Your goal :: In the hotel dataset description below, explain the role of `hotel_amenities.csv` in connecting hotels to amenities.

The dataset includes 8 related tables with hotels across Austrian cities, covering occupancy, pricing, tourism statistics, and economic indicators.

Core Tables

File	Description	Rows	Key Columns
`hotels.csv`	Basic hotel information	200	`hotel_id` (PK)
`cities.csv`	City information	10	`city` (PK)
`monthly_occupancy.csv`	Monthly hotel performance metrics	~3,800	`hotel_id`, `month`, `year`
`city_tourism.csv`	Monthly tourism statistics by city	240	`city`, `month`, `year`
`economic_indicators.csv`	Monthly economic indicators	24	`month`, `year`
`reviews.csv`	Hotel guest reviews	~1,700	`review_id` (PK), `hotel_id` (FK)
`amenities.csv`	List of possible hotel amenities	10	`amenity_id` (PK)
`hotel_amenities.csv`	Hotel-amenity relationships	~1,000	`hotel_id`, `amenity_id`

Key Relationships

One-to-One: Hotels ↔︎ Cities (through city name)
One-to-Many: Hotels → Monthly Occupancy, Hotels → Reviews
Many-to-Many: Hotels ↔︎ Amenities (through hotel_amenities)
Composite Keys: Monthly data requires (hotel_id, month, year) or (city, month, year)

Documentation

hotel-data-readme.md - Detailed schema documentation with column descriptions and data types

Learning Objectives

This dataset allows students to practice: - Inner, left, right, and full joins - One-to-one and one-to-many relationships - Composite key joins - Data aggregation after joins - Handling missing values in joins

Sample Research Questions

How do hotel prices vary by city and season?
What’s the relationship between amenities and guest ratings?
How do economic indicators affect hotel occupancy rates?
Which cities have the highest tourism-to-hotel capacity ratios?

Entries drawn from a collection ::

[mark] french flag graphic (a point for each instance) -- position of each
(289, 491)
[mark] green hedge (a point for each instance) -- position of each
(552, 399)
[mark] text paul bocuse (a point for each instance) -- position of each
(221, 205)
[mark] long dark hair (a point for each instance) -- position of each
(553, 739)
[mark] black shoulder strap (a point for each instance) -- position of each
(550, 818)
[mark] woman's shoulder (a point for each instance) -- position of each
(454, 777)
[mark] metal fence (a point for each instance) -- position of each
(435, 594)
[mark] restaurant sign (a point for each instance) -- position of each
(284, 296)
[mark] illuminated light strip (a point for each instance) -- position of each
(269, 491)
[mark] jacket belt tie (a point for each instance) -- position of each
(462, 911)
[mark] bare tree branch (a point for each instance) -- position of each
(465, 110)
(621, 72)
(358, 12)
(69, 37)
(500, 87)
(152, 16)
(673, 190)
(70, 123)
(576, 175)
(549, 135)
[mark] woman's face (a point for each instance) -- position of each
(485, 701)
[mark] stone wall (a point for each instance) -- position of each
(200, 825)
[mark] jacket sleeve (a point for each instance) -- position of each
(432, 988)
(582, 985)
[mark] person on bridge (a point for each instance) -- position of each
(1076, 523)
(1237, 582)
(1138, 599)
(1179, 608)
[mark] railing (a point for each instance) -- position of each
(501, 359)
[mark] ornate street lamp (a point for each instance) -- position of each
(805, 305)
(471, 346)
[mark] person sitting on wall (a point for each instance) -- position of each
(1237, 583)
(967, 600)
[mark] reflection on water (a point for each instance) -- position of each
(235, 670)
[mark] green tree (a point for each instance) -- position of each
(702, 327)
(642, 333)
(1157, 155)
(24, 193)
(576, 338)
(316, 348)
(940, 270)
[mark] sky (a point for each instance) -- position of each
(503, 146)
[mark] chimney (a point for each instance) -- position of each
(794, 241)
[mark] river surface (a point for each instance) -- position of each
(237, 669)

Full response :: `hotel_amenities.csv` holds the hotel-amenity relationships, keyed by `hotel_id` and `amenity_id`. Hotels and amenities have a many-to-many relationship, so they are joined through this table rather than directly.